++++ RECORDS SUPPLIED

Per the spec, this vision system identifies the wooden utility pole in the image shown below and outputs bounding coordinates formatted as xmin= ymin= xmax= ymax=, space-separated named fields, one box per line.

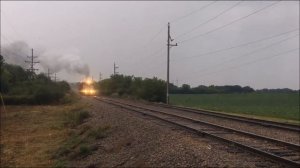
xmin=166 ymin=23 xmax=177 ymax=104
xmin=99 ymin=72 xmax=102 ymax=82
xmin=25 ymin=48 xmax=40 ymax=78
xmin=114 ymin=62 xmax=119 ymax=75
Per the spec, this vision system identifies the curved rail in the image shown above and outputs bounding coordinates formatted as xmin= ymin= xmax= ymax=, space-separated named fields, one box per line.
xmin=96 ymin=98 xmax=300 ymax=167
xmin=146 ymin=100 xmax=300 ymax=133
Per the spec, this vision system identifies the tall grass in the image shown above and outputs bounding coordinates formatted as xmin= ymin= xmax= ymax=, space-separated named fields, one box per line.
xmin=170 ymin=93 xmax=300 ymax=121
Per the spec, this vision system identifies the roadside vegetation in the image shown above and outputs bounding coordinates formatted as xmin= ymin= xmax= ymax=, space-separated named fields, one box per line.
xmin=0 ymin=55 xmax=71 ymax=105
xmin=0 ymin=101 xmax=110 ymax=167
xmin=170 ymin=93 xmax=300 ymax=122
xmin=98 ymin=75 xmax=166 ymax=102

++++++++

§ GOAL: Scale the records above by writing out every line again, requests included, with each bounding box coordinate in the answers multiplied by 1.7 and rounded to a whole number, halves rounded up. Omit the pictures.

§ THE ANSWER:
Per the spec, this vision system identifies the wooden utility pole in the image shown below and outputs bounding coordinates formatted as xmin= ymin= xmax= ymax=, space-separated named fields, one box per line.

xmin=282 ymin=39 xmax=301 ymax=177
xmin=168 ymin=122 xmax=173 ymax=139
xmin=43 ymin=82 xmax=68 ymax=133
xmin=194 ymin=105 xmax=202 ymax=128
Per the spec, this vision system identifies the curved rail in the image shown above and outputs bounding coordinates formatted as xmin= ymin= xmax= ymax=, space-separated named fields, one box per line.
xmin=163 ymin=167 xmax=510 ymax=284
xmin=248 ymin=170 xmax=510 ymax=226
Per the spec, this vision system identifies the tall grass in the image shown above and outputs bounding coordinates formatted as xmin= ymin= xmax= ymax=, space-separated named fields, one box per line.
xmin=289 ymin=158 xmax=510 ymax=206
Per the spec, this vision system identifies the roadside vegetation in the image shown above and outputs bounding coordinates formatted as xmin= ymin= xmax= ymax=, space-separated named fields, one box per line.
xmin=0 ymin=94 xmax=121 ymax=179
xmin=0 ymin=172 xmax=187 ymax=284
xmin=289 ymin=158 xmax=510 ymax=207
xmin=167 ymin=128 xmax=282 ymax=173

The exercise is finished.